+++ LISTED RECORDS +++
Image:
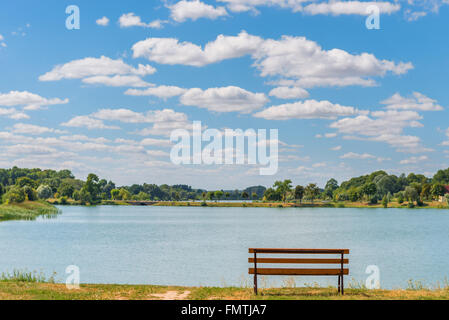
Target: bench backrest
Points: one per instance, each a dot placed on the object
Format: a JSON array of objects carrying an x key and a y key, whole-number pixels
[{"x": 338, "y": 260}]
+++
→ PROBLEM
Write out again only the lines from the one with "Target: bench backrest" through the last line of the records above. Keep every word as it stands.

→ RESPONSE FOR THIS EXERCISE
Target: bench backrest
Points: one per instance, each a dot placed on the object
Format: a JSON array of objects carrying an x key and a y key, whole-number pixels
[{"x": 338, "y": 260}]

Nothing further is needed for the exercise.